Could you update the items below, replacing "pin" with "marker" and leaving everything else unchanged?
** Start of Stored records **
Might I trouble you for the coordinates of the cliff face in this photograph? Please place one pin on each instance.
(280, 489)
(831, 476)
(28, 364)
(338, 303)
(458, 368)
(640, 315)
** End of Stored records **
> _Reply_:
Might I trouble you for the coordinates of the cliff face in this photograph? Please place one marker on each instance.
(280, 489)
(831, 476)
(28, 364)
(338, 303)
(458, 368)
(640, 315)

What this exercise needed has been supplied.